◆ Work to complete ◆
**a)** Condense the paragraph in the Ugetsu article that begins "Ugetsu or Ugetsu Monogatari" into a brief list of its main facts.
**b)** Repeat a section of the Ugetsu article word for word, starting at "1953 Japanese poster" and ending at "26, 1953 (Japan)".
======== Document section ========
1953 Japanese poster
|Directed by||Kenji Mizoguchi|
|Produced by||Masaichi Nagata|
|Written by||Matsutarō Kawaguchi
|Based on||Ugetsu Monogatari by Akinari Ueda|
|Music by||Fumio Hayasaka|
|Editing by||Mitsuzō Miyata|
|Distributed by||Daiei Film|
|Release date(s)||March 26, 1953 (Japan)
September 7, 1954 (USA)
|Running time||94 mins.|
Ugetsu or Ugetsu Monogatari (雨月物語) is a 1953 Japanese film, and an example of the jidaigeki (period drama) genre. It was directed by Kenji Mizoguchi and is based on stories in Ueda Akinari's book of the same name. Set in Azuchi–Momoyama period Japan, it stars Masayuki Mori and Machiko Kyō. It is one of Mizoguchi's most celebrated films, regarded by critics as a masterwork of Japanese cinema and a definitive piece during Japan's Golden Age of Film. Along with Akira Kurosawa's 1950 film Rashomon, Ugetsu is credited with having popularized Japanese cinema in the West.
======== Material ========
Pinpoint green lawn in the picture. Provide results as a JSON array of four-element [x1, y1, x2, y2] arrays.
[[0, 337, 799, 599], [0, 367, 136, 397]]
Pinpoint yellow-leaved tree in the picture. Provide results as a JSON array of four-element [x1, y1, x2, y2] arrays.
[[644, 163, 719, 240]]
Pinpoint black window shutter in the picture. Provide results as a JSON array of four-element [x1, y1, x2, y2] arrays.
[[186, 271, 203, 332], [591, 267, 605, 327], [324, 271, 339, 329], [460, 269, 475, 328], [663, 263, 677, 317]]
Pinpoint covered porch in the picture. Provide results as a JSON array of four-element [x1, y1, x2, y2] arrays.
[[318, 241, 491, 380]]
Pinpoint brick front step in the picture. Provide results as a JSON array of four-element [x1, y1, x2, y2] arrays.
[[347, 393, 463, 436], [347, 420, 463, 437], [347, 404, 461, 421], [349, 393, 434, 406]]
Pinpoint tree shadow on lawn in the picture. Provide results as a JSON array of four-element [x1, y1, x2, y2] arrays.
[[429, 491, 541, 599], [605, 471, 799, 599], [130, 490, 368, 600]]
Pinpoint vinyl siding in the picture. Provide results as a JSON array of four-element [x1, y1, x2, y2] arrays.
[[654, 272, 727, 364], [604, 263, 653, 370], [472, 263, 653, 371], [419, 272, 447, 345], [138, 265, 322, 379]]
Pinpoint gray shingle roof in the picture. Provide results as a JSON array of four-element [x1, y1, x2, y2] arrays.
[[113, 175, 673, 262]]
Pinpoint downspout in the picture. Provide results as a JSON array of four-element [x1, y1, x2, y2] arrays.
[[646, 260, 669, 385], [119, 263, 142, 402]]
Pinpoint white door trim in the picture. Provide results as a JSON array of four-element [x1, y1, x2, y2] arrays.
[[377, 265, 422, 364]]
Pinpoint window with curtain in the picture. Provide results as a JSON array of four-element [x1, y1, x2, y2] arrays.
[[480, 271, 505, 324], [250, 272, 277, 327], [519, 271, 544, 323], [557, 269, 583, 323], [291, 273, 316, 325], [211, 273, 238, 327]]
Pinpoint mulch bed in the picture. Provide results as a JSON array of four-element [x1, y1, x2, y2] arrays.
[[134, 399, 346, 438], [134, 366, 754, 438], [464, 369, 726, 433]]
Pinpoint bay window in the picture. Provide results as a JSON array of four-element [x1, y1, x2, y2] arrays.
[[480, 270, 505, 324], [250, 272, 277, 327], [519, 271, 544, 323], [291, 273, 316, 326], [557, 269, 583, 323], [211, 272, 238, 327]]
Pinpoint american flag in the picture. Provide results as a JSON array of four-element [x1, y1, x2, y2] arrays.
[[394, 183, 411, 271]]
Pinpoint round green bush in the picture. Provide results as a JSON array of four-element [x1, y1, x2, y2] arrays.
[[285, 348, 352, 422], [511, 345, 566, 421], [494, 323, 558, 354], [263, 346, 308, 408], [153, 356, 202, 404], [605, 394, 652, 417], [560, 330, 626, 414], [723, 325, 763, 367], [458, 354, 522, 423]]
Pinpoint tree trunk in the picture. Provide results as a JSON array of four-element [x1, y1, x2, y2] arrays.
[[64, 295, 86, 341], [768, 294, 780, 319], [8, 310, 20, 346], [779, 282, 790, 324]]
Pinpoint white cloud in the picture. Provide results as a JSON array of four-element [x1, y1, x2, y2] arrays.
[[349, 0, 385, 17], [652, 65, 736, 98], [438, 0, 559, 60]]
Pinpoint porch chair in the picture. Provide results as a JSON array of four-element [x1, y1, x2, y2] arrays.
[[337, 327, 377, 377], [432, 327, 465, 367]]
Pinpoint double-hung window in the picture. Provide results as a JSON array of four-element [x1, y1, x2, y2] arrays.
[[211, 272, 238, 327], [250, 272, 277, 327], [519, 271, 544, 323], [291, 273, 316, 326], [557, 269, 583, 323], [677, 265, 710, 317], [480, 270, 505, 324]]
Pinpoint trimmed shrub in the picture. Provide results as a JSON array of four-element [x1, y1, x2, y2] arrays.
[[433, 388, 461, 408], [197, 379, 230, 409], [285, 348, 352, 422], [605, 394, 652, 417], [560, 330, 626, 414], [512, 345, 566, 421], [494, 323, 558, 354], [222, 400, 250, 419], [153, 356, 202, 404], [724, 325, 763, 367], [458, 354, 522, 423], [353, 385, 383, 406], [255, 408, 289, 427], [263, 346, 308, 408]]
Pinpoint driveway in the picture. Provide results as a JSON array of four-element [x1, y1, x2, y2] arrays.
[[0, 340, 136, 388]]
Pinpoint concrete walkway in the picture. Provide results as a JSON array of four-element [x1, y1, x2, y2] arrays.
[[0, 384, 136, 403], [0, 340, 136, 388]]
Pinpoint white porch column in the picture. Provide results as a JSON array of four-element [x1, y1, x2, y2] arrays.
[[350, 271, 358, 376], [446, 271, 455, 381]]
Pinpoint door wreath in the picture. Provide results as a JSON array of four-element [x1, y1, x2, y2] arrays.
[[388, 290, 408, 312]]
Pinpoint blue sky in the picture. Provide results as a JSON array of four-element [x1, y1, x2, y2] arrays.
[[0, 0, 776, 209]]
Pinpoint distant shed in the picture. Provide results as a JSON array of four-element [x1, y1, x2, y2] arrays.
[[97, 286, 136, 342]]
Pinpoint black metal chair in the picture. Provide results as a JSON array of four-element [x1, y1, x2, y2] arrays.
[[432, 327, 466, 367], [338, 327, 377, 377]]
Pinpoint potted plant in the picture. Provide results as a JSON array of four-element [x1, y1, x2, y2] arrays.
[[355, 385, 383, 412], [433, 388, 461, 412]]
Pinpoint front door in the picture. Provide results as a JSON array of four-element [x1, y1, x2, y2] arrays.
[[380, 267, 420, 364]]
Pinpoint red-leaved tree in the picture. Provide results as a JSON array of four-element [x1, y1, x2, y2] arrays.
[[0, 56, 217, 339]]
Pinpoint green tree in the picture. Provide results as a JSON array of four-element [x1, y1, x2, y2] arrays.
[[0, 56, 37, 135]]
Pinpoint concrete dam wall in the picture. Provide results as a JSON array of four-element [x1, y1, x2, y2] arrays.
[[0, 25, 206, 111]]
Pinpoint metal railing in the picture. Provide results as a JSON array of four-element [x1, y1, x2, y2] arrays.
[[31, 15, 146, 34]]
========
◆ Solutions to the problems ◆
**a)**
- Ugetsu (Ugetsu Monogatari, 雨月物語) is a 1953 Japanese jidaigeki, or period drama.
- Kenji Mizoguchi directed it, basing it on stories in Ueda Akinari's book of the same name.
- It is set in the Azuchi–Momoyama period and stars Masayuki Mori and Machiko Kyō.
- It is one of Mizoguchi's most celebrated films, regarded by critics as a masterwork of Japanese cinema and a definitive piece of Japan's Golden Age of Film.
- Along with Akira Kurosawa's Rashomon (1950), it is credited with popularizing Japanese cinema in the West.

**b)**
1953 Japanese poster
|Directed by||Kenji Mizoguchi|
|Produced by||Masaichi Nagata|
|Written by||Matsutarō Kawaguchi
|Based on||Ugetsu Monogatari by Akinari Ueda|
|Music by||Fumio Hayasaka|
|Editing by||Mitsuzō Miyata|
|Distributed by||Daiei Film|
|Release date(s)||March 26, 1953 (Japan)